- [TEXT PROVIDED]:
** begin **
The current study was conducted at a small, private university located in western Japan. It is of note that this university, with predominantly engineering disciplines, does not have a major in English language. All students are, however, required to take two English classes per semester to satisfy their foreign language requirements for graduation—one which focuses on oral communicative skills (i.e., listening and speaking), and one which drills explicit knowledge (i.e., grammar and vocabulary). The area in which the university is located has a very low number of L1 English speakers, making the language learning conditions very much one of EFL (English as a foreign language), as the participants’ exposure to and use of English is generally restricted to these two weekly English courses.

Upon matriculation, and at the start of each academic year thereafter, each student takes a TOEIC^® (Test of English for International Communication) Bridge Test for the purposes of class placement. Of note, this test only covers receptive abilities (i.e., listening and reading) while proficiency in the productive skills of speaking and writing are noticeably absent. This is unfortunate, as communicative competence is a primary focus of the curriculum, as explained previously, though necessary due to the large numbers of students being assessed simultaneously.

The students are divided into four class levels, approximately equivalent to the CEFR (Common European Framework of Reference for Languages) levels of: A1 and below, A2, A2 to B1, and B2 and above. The class selected for the current study was a B2-and-above listening skills class of first year students. With IRB (institutional review board) approval, students from this class were informed of the purpose of the research project and were invited to participate. Signed informed consent forms were obtained from all 15 students in the class indicating their acknowledgement that participation was voluntary, and could be withdrawn at any time without penalty. Students who participated in both quantitative data collection and individual interviews with the researcher were given JPY 500 (approx. USD 3.69) Amazon gift cards as honoraria.
** end **
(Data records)
** begin **
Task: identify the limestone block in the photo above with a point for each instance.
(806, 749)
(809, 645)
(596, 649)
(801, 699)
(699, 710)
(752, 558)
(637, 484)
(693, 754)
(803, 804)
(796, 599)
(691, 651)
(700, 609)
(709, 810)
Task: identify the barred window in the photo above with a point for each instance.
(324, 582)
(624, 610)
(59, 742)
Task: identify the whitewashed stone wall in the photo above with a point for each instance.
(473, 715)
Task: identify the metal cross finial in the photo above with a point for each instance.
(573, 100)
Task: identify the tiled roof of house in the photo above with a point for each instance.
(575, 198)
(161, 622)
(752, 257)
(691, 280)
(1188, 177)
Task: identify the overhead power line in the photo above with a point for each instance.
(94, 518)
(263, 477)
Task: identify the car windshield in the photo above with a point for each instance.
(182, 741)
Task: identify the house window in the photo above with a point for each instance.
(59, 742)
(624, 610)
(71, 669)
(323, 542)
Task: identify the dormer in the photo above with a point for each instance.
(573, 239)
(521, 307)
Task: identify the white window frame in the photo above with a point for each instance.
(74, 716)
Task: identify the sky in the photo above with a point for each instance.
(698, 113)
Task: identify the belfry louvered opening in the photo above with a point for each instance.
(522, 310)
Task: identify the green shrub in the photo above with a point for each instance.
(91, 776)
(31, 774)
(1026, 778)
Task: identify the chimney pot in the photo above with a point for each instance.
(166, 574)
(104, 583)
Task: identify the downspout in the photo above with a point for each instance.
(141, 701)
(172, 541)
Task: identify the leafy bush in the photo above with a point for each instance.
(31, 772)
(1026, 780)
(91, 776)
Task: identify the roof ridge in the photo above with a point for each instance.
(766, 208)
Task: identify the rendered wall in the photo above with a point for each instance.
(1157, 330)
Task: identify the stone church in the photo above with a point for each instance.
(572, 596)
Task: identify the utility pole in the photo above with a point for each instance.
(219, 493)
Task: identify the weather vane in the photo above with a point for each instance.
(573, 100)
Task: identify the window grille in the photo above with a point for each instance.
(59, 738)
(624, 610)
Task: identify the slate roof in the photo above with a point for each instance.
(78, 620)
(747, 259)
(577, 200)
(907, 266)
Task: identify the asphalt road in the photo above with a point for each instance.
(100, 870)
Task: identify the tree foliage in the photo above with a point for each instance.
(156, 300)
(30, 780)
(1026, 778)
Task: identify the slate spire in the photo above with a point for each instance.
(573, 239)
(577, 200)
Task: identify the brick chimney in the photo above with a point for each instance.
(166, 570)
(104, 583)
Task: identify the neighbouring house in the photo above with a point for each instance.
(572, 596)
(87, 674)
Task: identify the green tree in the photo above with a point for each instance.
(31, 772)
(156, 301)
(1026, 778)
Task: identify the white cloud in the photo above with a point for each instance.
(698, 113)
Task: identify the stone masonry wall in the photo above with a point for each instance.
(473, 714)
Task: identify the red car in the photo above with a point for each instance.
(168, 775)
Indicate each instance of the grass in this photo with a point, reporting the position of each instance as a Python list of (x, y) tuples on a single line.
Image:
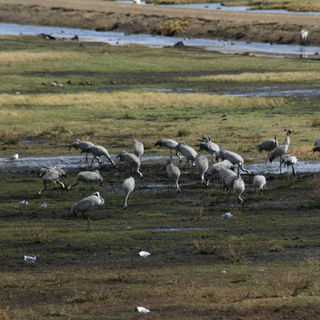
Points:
[(264, 261)]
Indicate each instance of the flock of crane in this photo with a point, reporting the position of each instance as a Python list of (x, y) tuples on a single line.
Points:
[(226, 163)]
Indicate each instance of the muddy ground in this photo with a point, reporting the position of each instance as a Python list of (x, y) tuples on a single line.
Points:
[(251, 27)]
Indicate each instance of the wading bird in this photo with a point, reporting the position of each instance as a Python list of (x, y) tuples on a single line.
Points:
[(303, 36), (97, 152), (87, 206), (234, 158), (138, 148), (173, 172), (202, 165), (168, 143), (259, 182), (14, 157), (290, 160), (127, 188), (239, 186), (268, 145), (132, 160), (188, 152), (88, 177), (281, 150)]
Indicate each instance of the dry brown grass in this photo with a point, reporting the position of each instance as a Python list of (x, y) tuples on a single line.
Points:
[(8, 57), (260, 77)]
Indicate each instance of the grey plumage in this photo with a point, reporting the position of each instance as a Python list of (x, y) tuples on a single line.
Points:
[(88, 177), (281, 150), (52, 177), (97, 152), (127, 188), (188, 152), (87, 206), (217, 167), (132, 160), (138, 148), (208, 145), (202, 165), (259, 182), (168, 143), (173, 172), (239, 186), (234, 158), (268, 145), (290, 160), (78, 144)]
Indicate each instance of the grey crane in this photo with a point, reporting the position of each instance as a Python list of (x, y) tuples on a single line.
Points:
[(226, 154), (316, 145), (14, 157), (97, 152), (132, 160), (78, 144), (208, 145), (188, 152), (202, 165), (138, 148), (52, 177), (239, 186), (303, 36), (281, 150), (87, 206), (268, 145), (168, 143), (259, 181), (173, 172), (127, 188), (87, 177), (290, 160), (215, 169)]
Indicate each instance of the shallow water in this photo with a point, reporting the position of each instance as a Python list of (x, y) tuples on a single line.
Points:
[(74, 162), (120, 38)]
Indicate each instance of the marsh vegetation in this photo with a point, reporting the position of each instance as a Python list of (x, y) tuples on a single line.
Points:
[(263, 262)]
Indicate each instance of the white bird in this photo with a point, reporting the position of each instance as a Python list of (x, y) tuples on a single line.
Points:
[(44, 206), (30, 259), (188, 152), (202, 165), (142, 310), (87, 177), (138, 148), (217, 167), (303, 36), (268, 145), (97, 152), (227, 215), (239, 186), (234, 158), (259, 182), (132, 160), (14, 157), (168, 143), (173, 172), (128, 187), (290, 160), (82, 145), (281, 150), (208, 145), (87, 206), (144, 254), (51, 177)]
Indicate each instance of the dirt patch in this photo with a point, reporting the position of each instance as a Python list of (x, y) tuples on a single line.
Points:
[(149, 20)]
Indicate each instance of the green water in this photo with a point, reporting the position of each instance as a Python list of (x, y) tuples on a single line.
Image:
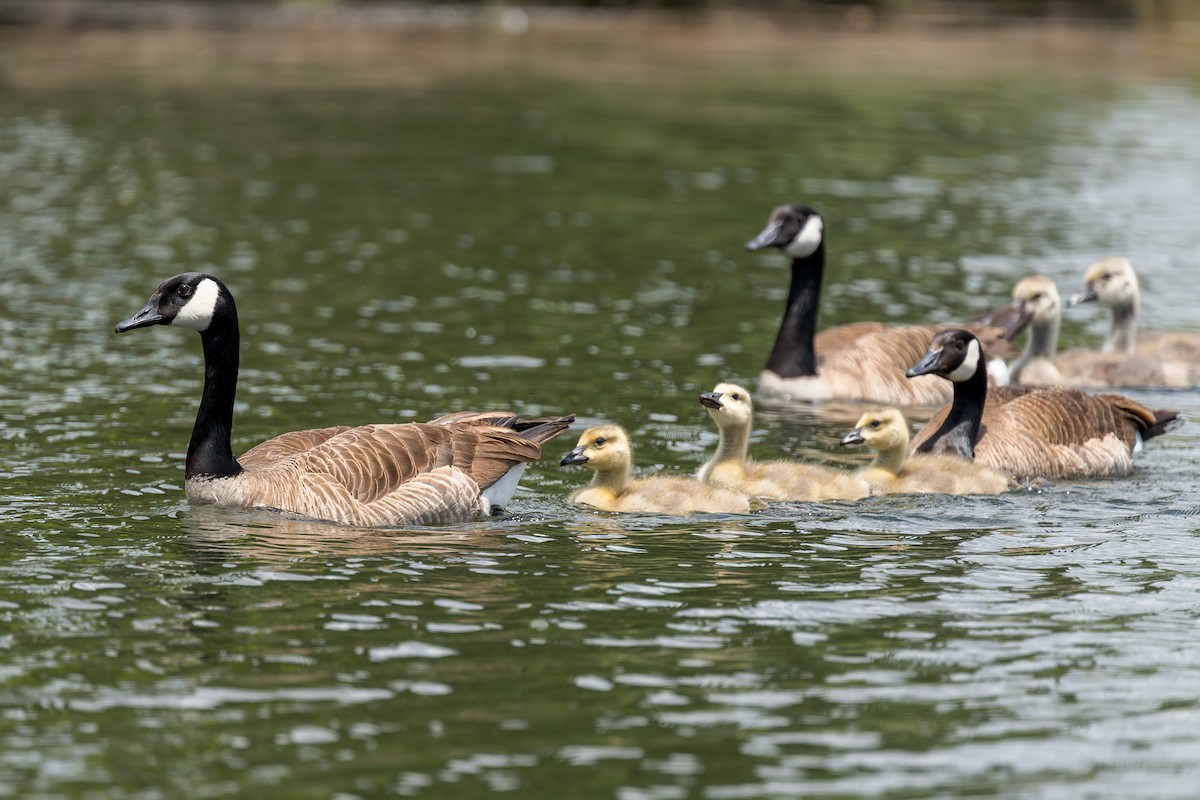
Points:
[(552, 246)]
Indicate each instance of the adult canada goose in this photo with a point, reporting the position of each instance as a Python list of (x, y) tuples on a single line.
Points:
[(1029, 433), (453, 469), (895, 471), (606, 450), (1152, 359), (1036, 299), (861, 361), (731, 408)]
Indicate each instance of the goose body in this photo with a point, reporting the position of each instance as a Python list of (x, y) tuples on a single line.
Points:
[(453, 469), (895, 471), (605, 449), (1146, 359), (861, 361), (731, 408), (1029, 433)]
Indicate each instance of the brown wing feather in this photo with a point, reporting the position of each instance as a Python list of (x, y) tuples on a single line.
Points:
[(287, 445), (869, 360), (1056, 433)]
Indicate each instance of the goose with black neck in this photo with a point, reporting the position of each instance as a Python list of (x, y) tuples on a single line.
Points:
[(859, 361), (453, 469)]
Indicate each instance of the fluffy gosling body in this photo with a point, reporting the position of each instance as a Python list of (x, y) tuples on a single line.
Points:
[(605, 449), (895, 471), (731, 408)]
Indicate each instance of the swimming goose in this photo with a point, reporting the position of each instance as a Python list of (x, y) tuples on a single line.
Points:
[(731, 408), (1029, 433), (1152, 359), (606, 450), (861, 361), (895, 471), (453, 469)]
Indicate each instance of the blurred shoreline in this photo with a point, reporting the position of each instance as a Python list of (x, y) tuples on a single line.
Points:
[(82, 42)]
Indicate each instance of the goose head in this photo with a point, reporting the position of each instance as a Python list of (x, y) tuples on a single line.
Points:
[(601, 447), (190, 300), (730, 405), (1111, 282), (954, 354), (880, 429), (796, 229), (1037, 299)]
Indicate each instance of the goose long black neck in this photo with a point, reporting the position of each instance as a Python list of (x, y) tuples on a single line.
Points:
[(960, 431), (793, 355), (210, 452)]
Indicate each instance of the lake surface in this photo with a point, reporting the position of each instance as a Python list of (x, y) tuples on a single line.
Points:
[(547, 242)]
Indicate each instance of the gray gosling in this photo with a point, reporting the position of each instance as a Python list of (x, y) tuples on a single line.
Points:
[(731, 408), (1146, 359), (894, 471), (605, 449)]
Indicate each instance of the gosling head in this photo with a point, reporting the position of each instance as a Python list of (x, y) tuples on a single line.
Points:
[(190, 300), (600, 447), (1110, 282), (954, 354), (729, 404), (880, 429), (1037, 299), (796, 229)]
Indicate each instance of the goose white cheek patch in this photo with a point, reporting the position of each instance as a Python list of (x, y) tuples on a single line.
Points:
[(808, 240), (970, 364), (197, 314)]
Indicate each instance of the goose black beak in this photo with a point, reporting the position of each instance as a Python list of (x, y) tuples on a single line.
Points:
[(768, 238), (574, 457), (1087, 294), (145, 317), (928, 366)]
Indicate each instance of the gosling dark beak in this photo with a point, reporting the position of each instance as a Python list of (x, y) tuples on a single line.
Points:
[(145, 317), (574, 457), (768, 238), (853, 438), (1087, 294), (930, 365)]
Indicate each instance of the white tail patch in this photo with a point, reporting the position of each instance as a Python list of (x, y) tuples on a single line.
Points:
[(498, 494), (808, 240), (197, 313), (970, 364)]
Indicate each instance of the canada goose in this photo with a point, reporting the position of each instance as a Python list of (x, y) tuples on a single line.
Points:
[(1152, 359), (453, 469), (861, 361), (731, 408), (895, 471), (1029, 433), (606, 450), (1036, 298)]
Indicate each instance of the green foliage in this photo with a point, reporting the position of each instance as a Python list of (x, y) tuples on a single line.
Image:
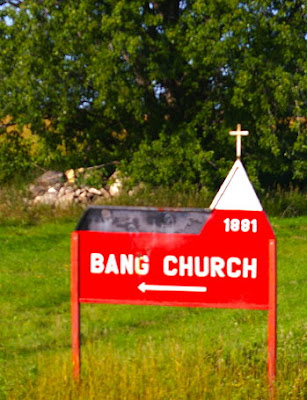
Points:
[(14, 156), (119, 80)]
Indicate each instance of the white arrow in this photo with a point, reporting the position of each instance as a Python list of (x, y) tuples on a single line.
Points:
[(168, 288)]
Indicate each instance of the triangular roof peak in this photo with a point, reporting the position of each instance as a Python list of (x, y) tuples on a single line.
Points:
[(236, 192)]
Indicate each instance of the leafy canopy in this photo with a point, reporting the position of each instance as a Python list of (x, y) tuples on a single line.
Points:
[(157, 85)]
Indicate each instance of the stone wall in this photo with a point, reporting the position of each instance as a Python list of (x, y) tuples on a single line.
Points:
[(55, 188)]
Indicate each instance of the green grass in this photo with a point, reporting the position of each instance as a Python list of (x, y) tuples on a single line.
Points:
[(136, 352)]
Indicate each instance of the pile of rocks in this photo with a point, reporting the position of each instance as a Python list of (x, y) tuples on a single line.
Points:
[(59, 189)]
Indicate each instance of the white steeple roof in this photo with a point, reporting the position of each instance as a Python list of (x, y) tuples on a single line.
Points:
[(236, 192)]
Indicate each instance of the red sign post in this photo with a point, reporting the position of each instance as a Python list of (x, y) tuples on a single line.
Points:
[(222, 257)]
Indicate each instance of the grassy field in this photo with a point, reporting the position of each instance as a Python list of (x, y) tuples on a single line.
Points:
[(135, 352)]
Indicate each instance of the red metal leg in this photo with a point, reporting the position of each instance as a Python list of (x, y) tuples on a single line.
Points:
[(75, 305), (272, 319)]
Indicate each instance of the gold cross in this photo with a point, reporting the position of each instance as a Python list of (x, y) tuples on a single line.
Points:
[(238, 133)]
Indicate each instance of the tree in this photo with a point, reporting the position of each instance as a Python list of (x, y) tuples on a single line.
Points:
[(159, 84)]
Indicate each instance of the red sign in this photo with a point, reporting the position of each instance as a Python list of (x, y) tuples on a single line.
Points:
[(222, 257), (225, 265)]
** end **
- [CHALLENGES]:
**1.** Copy the entries between the lines holding "Indicate each instance of the canada" and "[(55, 188)]", inclusive, and leave the pictures out of your copy.
**2.** Write the next part of the passage about the study conducted at a university in western Japan, starting after its last sentence.
The text and the entries were taken from unrelated sources.

- [RESULTS BY TASK]:
**1.**
Indicate each instance of the canada goose in this photo with a point, reporting the position of each instance as a Python list of (x, y) tuples on a single line.
Points:
[(1152, 359), (453, 469), (861, 361), (731, 408), (895, 471), (1029, 433), (606, 450), (1036, 298)]
Indicate each instance of the green foliage in this photo with a point, reporting the position of each instance as a Python list of (x, y) tuples on a single line.
Image:
Points:
[(14, 156), (119, 80)]
Indicate each instance of the white arrow in this photo with a point, reporting the position of each instance as a Python list of (x, y) tuples on a single line.
Points:
[(168, 288)]
Indicate each instance of the triangular roof peak in this photo with a point, reporting the position of each instance as a Python list of (x, y) tuples on a single line.
Points:
[(236, 192)]
Indicate each instance of the leafy canopy in this photo with a point, reporting the position of each instance as a Python list of (x, y) tuples on a single line.
Points:
[(157, 85)]
Indicate each instance of the stone wall in this photo with a point, reporting the position of each instance as a Python list of (x, y) tuples on a single line.
Points:
[(55, 188)]

**2.**
As far as the makeup of the participants, the group consisted of 10 Japanese citizens and five foreign nationals—all male. The Japanese students followed the traditional matriculation process, meaning that they were between 18 and 19 years old. The foreign students were considered to be non-traditional, as they typically had between 2 and 3 years of intensive Japanese-language education after high school in order to prepare them to enter into a Japanese university, resulting in a mean age of M = 20.8. At the end of the semester, when final grades were tabulated, 13 of the participants ended the semester with the highest letter grade (i.e., between 90 and 100%), while two of the participants received the second-highest grade (i.e., between 80 and 89%).

3.4. Procedures

The first week of the experiment involved obtaining signed informed consent forms from the participants and creating their Classmoto accounts. Students were given unique PIN codes with which to login to their accounts and given training on how to login and use the interface. During our precursor research, particularly the pilot study in which we validated the instrument (Reinders et al. 2023), it was observed that students tended to respond at-or-near ceiling for the first few instances of data collection before ‘settling in’ to the routine. We speculate that this is either due to students just entering the highest marks to test out the interface, or because they as yet, have no frame of reference with which to compare their current state of engagement. Regardless of the reason, based on these results, the instructor engaged in a training period of two weeks where the data was collected twice each week, which was not included in the final data analysis. During this training period, the three prompts, though displayed in both English and Japanese, were first explicitly explained by the instructor, including several examples of how they differed in terms of cognitive, behavioral, and emotional aspects.

Each weekly lesson followed a predictable pattern, following the textbook for the course. The class started with a warm-up period which familiarized the students with the topic of the week and relevant lexical items. These vocabulary items were introduced in a rhythmical/kinesthetic method designed to increase students’ perceptive sensitivity to English suprasegmental features (i.e., prosody and stress). Students first listened to a model of the words being spoken, after which they clapped their hands in a corresponding rhythm. Once the rhythm has been mastered, the students then listen and repeat the words themselves, ideally with accurate reproduction of target-like prosody (see Lee 2020 for a further description of this methodology). It should be noted that as this methodology requires coordinated movement, it is relatively easy for the instructor to visually observe whether students are actively engaged or not, as a student who does not clap their hands, or one who is significantly out of sync with the rest of the class is quite obvious. Following this perception/production drill, the students spent a few minutes doing the drill in their textbooks which asked them to look up the meaning of the words and connect them to their Japanese translations. Once the answers were checked as a group, the students were instructed to access Classmoto and enter their responses (Entry #1).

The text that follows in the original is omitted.